SHORT PROBLEM
Pull out each line of the material below that contains the word "stone", and copy those lines unchanged.

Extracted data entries
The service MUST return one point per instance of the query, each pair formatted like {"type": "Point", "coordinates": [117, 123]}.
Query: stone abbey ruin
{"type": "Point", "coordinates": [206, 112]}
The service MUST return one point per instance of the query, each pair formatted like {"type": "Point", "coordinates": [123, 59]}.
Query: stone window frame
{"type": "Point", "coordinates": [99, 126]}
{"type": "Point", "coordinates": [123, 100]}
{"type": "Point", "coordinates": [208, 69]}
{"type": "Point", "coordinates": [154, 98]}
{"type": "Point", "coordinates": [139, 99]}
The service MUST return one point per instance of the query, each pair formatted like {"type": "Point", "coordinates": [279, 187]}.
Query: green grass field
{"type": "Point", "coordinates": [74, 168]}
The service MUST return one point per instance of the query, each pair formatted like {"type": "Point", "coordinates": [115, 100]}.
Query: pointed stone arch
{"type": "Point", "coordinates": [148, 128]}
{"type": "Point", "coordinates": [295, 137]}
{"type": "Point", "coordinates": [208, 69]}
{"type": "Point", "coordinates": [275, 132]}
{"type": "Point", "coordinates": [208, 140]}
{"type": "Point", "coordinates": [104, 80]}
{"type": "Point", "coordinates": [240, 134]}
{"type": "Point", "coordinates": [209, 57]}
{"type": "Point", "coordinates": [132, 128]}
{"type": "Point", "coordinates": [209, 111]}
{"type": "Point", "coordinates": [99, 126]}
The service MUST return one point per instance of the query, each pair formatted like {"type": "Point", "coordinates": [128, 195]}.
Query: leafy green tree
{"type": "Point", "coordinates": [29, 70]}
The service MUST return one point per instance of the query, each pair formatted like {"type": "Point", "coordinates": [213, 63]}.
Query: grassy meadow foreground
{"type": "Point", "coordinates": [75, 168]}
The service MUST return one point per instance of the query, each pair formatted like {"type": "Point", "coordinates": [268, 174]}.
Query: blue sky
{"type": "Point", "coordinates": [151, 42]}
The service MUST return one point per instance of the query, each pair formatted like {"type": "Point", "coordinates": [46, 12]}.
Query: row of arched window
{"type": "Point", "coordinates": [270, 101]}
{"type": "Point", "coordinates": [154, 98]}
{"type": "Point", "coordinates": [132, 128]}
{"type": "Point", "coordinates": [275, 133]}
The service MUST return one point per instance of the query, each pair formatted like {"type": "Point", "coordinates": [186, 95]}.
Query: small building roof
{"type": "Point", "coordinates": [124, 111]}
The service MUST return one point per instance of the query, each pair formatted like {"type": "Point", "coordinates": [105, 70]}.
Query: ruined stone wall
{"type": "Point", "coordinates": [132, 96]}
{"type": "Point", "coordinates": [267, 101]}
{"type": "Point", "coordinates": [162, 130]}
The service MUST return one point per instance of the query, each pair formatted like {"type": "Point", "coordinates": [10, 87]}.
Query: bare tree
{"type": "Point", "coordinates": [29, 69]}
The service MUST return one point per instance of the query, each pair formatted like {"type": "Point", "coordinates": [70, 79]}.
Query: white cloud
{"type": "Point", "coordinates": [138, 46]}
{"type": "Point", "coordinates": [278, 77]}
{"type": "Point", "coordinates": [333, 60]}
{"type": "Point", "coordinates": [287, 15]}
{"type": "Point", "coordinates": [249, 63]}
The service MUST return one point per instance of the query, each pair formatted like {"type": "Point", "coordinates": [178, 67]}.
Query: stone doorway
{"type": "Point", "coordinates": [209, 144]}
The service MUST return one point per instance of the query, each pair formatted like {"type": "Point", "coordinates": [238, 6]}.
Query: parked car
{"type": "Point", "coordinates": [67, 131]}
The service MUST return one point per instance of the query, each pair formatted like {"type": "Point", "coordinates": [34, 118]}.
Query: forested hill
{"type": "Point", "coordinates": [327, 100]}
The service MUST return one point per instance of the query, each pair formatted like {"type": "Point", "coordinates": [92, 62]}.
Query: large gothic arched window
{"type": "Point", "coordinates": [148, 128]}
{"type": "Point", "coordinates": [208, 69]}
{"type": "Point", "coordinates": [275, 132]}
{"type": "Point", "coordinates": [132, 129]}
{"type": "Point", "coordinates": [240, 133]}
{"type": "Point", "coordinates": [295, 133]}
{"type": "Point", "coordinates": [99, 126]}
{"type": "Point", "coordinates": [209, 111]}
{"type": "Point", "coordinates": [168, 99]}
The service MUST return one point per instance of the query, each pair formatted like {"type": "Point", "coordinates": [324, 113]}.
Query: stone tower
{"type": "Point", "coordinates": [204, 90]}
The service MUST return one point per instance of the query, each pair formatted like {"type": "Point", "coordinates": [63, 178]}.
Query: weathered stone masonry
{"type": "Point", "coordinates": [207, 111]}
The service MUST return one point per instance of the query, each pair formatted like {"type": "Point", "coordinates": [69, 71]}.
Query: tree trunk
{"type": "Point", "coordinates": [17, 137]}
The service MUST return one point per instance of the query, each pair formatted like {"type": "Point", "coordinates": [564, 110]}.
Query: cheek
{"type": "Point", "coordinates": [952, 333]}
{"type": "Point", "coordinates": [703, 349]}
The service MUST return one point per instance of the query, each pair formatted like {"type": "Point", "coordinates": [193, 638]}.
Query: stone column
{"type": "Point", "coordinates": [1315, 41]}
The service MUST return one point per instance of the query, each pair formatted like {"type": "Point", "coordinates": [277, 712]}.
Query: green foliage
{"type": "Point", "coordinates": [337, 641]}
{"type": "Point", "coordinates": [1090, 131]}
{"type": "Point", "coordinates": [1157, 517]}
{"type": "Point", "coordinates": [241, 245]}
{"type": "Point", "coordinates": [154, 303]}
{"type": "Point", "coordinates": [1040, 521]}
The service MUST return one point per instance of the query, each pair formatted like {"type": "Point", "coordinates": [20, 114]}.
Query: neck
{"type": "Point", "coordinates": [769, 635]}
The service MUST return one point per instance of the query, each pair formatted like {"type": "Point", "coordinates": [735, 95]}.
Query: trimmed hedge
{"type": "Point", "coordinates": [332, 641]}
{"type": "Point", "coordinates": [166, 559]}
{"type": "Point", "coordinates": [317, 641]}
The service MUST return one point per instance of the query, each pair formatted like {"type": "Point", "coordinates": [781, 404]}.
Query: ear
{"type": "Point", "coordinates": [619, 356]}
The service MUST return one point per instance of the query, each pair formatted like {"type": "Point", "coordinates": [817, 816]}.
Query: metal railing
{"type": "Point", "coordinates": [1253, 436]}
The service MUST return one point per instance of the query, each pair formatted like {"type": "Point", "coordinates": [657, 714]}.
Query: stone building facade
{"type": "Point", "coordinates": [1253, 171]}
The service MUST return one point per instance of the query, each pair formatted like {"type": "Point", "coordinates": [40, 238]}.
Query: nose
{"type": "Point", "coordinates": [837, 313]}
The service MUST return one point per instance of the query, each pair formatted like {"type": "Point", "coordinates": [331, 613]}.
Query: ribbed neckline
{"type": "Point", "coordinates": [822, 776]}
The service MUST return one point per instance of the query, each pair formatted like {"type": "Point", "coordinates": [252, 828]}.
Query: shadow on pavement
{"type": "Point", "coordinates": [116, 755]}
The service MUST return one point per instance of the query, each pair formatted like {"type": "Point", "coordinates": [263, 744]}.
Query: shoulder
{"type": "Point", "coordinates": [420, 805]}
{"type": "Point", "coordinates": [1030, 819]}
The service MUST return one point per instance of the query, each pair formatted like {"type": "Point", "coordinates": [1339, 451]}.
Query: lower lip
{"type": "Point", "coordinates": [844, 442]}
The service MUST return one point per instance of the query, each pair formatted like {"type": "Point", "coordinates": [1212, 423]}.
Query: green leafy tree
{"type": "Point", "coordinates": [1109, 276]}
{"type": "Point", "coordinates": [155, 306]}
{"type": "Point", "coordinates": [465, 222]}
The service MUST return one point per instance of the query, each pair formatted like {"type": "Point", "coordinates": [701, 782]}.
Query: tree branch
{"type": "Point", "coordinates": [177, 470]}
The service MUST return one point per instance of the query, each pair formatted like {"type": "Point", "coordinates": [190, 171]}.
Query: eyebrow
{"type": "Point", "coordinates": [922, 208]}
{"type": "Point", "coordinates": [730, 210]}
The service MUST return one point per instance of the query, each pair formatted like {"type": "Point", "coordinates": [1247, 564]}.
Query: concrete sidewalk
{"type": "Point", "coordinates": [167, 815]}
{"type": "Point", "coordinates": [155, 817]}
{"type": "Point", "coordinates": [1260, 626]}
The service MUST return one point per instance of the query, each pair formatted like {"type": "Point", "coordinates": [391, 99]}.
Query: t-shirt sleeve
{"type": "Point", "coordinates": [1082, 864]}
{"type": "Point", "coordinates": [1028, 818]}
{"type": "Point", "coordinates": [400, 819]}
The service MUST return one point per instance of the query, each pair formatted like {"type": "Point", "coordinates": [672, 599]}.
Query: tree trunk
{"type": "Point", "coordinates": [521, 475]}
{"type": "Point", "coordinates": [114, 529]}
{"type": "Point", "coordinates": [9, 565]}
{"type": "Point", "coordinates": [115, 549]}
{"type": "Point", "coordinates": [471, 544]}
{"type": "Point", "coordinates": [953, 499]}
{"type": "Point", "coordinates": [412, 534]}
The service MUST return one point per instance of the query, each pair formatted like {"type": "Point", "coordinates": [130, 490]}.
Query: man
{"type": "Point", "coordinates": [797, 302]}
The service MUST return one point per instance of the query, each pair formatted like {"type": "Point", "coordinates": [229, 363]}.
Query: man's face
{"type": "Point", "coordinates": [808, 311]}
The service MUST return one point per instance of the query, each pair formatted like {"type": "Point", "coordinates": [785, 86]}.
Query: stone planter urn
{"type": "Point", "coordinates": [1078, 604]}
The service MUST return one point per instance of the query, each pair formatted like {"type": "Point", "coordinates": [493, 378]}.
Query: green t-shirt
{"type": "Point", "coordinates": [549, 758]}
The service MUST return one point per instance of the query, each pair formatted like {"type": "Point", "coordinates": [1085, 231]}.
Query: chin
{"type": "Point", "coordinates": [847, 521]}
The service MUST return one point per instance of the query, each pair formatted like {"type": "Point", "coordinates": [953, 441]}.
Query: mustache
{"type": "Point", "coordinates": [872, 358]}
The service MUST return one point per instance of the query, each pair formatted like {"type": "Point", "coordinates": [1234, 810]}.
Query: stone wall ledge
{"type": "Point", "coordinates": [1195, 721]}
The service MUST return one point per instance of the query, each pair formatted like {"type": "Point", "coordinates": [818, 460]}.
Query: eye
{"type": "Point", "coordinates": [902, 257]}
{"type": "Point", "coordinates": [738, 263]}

OUTPUT OF THE EXERCISE
Query: stone abbey ruin
Query: stone window frame
Query: pointed stone arch
Query: ruined stone wall
Query: stone doorway
Query: stone tower
Query: weathered stone masonry
Query: stone column
Query: stone building facade
Query: stone planter urn
Query: stone wall ledge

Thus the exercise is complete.